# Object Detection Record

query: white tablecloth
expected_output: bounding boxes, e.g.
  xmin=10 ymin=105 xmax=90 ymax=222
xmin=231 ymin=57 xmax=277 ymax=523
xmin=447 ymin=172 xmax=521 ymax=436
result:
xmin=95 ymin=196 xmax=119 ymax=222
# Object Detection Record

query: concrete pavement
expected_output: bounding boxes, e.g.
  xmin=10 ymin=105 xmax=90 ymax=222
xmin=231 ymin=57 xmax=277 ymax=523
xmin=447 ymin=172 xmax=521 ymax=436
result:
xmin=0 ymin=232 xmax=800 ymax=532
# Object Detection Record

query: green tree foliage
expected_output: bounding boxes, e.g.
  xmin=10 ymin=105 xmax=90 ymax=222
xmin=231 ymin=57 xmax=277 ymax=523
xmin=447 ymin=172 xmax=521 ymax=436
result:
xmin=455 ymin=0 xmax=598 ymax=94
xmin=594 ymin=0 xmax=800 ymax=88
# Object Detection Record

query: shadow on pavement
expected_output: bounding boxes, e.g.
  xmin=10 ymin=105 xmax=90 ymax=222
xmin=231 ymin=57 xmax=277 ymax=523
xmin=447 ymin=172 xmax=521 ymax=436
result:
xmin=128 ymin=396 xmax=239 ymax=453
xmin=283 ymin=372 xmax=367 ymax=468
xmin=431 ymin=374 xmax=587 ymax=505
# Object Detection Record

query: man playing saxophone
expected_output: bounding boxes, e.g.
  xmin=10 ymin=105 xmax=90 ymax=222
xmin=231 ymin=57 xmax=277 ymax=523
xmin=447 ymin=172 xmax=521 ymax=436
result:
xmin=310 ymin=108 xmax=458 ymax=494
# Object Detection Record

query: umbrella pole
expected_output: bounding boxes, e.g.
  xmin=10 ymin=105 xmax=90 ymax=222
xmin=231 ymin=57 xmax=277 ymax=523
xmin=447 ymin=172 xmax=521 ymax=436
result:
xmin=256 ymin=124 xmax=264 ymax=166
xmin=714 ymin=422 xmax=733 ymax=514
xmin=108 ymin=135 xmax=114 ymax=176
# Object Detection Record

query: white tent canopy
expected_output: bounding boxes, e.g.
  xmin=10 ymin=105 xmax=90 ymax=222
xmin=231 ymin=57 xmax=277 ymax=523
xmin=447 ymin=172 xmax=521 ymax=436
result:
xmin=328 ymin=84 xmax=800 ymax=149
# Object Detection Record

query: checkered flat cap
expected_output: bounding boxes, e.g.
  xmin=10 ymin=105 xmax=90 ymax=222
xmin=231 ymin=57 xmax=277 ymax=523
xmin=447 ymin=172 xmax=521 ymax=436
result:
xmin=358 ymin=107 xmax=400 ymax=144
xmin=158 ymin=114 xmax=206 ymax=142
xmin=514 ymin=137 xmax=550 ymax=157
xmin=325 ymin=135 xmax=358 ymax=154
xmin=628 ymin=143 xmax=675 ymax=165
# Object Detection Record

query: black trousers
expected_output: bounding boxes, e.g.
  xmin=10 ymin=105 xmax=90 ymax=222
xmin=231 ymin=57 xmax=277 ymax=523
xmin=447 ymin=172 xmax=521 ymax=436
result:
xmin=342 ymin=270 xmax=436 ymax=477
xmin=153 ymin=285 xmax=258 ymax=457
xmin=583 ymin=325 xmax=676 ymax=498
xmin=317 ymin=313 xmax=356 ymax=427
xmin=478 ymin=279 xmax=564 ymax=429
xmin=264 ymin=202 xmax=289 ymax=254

────────────────────────────────────────

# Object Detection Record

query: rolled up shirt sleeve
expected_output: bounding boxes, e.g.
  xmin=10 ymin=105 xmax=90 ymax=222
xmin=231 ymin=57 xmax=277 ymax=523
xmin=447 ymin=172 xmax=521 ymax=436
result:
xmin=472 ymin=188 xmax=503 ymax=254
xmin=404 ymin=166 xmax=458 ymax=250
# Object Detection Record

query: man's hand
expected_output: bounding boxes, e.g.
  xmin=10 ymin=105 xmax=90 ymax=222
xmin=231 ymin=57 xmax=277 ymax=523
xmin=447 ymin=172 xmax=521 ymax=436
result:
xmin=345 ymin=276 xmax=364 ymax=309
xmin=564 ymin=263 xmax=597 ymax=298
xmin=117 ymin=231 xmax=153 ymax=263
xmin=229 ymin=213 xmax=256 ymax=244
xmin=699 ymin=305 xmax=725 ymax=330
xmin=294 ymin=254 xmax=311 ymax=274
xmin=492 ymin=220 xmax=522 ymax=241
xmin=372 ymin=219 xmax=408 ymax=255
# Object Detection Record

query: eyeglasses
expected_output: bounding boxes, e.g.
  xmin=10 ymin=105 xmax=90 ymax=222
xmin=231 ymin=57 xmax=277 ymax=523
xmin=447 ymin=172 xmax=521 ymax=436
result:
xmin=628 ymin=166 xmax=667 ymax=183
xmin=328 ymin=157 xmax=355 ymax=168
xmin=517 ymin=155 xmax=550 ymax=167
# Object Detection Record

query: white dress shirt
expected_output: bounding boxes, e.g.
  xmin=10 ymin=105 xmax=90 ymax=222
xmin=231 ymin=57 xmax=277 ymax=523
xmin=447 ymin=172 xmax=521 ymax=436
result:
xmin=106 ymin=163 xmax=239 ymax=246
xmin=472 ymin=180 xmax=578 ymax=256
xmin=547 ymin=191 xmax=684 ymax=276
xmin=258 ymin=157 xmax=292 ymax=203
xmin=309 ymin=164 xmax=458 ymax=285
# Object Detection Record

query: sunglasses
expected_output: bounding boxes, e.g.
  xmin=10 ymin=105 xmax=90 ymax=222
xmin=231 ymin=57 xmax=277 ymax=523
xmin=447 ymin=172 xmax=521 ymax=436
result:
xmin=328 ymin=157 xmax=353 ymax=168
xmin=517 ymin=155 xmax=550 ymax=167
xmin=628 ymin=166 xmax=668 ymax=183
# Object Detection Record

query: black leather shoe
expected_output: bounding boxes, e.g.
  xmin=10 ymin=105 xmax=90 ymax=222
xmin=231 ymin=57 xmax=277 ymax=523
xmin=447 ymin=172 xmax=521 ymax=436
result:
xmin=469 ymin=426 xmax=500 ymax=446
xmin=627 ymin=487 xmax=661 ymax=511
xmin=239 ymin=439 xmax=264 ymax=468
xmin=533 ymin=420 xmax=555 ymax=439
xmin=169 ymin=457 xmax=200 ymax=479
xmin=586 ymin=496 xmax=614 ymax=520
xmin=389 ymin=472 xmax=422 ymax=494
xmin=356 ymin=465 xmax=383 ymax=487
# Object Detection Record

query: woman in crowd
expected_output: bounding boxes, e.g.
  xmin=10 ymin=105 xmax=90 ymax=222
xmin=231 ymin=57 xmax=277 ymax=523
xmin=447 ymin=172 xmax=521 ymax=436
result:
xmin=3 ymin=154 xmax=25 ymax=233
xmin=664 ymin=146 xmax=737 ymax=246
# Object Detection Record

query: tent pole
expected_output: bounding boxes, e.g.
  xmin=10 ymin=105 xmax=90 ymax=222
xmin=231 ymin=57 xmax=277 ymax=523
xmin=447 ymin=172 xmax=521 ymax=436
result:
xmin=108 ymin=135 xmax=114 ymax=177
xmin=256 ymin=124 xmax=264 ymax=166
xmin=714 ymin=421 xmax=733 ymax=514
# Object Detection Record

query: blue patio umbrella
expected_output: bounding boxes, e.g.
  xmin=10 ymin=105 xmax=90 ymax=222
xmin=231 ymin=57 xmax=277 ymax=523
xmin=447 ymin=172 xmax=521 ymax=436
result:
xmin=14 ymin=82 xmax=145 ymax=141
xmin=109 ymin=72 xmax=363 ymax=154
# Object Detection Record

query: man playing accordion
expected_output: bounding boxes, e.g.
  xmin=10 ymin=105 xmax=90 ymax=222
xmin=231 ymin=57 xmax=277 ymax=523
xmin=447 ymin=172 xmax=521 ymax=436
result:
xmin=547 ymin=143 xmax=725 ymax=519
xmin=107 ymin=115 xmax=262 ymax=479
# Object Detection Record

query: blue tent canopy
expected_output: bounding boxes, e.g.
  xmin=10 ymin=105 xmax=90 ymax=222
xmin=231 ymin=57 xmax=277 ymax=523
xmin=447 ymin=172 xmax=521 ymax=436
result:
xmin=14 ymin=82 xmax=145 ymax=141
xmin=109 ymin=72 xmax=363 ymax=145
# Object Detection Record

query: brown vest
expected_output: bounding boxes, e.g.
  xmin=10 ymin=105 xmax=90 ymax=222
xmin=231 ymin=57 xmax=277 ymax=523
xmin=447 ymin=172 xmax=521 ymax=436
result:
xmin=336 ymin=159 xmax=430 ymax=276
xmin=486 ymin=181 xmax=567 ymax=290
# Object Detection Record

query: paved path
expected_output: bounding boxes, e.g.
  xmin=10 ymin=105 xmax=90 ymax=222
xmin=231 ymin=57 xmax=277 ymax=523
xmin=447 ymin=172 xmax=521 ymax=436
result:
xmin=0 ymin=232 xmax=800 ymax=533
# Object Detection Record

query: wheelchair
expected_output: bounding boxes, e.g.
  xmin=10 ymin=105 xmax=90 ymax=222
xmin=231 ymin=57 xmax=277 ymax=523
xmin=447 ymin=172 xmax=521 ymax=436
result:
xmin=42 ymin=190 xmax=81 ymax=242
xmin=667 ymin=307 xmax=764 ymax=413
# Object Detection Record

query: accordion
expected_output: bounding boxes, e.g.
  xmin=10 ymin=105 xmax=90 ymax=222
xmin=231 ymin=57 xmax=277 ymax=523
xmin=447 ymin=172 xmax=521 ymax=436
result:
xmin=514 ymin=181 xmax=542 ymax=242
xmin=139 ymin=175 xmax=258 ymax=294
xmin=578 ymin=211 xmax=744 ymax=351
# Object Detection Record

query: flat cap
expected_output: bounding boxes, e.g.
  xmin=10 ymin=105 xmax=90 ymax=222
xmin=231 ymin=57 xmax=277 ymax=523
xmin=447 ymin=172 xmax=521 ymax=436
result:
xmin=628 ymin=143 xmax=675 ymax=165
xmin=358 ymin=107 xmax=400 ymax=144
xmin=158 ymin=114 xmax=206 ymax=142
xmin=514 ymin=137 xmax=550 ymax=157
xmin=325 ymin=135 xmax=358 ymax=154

────────────────────────────────────────

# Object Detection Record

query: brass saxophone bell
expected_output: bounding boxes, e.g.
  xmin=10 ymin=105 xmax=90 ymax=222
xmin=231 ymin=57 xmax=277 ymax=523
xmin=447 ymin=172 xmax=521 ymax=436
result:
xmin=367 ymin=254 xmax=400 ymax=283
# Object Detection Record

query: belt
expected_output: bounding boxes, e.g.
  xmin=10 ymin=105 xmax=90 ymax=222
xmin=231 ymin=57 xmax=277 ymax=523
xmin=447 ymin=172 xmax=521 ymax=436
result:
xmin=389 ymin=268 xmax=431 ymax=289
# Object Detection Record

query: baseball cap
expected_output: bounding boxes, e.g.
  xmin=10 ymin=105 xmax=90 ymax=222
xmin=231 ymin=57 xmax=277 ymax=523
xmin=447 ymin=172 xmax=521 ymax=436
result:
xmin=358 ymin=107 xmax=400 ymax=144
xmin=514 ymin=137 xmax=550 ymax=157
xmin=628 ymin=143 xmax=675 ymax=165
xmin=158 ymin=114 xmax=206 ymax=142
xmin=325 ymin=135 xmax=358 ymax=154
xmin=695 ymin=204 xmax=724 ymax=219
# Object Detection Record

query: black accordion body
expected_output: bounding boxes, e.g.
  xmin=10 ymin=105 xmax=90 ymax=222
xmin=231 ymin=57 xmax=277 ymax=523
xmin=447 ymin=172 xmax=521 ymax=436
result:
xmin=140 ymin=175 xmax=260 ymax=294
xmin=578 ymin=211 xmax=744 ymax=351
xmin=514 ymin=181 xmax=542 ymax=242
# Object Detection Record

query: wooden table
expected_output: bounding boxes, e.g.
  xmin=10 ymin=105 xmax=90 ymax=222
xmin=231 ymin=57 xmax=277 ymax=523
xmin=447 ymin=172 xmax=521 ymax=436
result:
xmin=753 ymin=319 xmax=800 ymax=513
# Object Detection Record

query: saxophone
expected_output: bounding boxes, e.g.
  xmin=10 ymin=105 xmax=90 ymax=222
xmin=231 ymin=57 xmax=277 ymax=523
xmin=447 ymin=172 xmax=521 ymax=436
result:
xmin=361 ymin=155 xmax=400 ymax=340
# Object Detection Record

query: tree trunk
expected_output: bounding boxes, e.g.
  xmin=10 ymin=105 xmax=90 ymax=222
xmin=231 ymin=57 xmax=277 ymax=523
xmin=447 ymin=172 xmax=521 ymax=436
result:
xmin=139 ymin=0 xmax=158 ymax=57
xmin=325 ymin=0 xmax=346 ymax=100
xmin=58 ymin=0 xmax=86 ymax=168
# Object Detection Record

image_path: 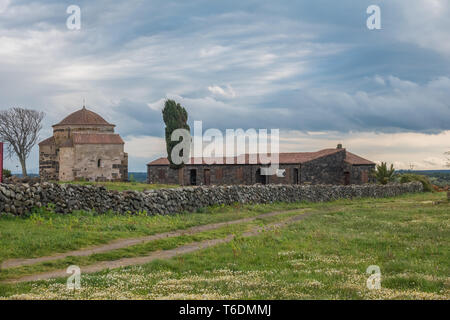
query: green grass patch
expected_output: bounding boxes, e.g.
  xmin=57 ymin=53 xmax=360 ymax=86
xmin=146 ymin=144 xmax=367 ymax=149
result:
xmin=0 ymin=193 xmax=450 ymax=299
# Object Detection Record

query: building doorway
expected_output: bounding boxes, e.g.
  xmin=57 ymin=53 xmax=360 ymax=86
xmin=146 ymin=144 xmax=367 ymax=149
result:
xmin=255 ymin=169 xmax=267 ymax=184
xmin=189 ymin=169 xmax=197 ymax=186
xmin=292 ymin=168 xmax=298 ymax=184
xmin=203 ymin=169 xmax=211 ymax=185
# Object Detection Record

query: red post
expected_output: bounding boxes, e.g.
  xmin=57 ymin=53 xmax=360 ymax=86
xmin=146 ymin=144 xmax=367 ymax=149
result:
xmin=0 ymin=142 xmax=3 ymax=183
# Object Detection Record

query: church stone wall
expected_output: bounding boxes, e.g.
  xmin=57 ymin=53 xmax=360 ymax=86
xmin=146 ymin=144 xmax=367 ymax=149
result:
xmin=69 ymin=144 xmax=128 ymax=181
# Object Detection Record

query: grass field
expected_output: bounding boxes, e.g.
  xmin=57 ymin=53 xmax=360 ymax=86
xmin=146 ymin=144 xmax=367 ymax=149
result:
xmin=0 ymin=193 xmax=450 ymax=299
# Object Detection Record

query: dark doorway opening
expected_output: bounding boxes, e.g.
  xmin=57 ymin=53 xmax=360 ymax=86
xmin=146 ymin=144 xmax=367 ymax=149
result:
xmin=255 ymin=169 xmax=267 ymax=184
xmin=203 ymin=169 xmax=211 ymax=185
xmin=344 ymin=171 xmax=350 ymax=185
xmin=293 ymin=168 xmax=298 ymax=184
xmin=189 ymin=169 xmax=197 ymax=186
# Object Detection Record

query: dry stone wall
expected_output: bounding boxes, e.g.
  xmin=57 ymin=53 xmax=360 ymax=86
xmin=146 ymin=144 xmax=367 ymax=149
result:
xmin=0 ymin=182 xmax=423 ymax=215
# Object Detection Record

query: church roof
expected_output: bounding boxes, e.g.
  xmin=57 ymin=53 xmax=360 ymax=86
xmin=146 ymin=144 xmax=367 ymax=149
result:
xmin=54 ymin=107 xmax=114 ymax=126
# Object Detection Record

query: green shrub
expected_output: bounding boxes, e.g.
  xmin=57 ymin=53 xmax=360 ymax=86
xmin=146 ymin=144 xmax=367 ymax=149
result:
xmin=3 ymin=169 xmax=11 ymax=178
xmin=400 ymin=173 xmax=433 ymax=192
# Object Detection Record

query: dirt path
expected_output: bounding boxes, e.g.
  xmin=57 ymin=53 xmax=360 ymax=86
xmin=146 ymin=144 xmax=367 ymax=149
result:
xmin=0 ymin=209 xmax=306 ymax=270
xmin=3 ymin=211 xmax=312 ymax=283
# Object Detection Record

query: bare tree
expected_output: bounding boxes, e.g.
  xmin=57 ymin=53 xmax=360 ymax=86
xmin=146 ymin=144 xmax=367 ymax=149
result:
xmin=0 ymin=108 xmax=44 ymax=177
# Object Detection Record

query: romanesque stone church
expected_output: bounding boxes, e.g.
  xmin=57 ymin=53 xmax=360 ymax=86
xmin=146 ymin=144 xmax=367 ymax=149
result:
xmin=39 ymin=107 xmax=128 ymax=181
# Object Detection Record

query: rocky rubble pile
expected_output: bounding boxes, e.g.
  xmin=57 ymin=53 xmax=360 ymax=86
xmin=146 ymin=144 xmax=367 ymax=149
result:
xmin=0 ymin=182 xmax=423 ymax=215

────────────────────────────────────────

### [GOAL]
Select every line in the records above that contains the string "umbrella". Matching is case-sensitive.

### [OUTPUT]
query: umbrella pole
query: blue patio umbrella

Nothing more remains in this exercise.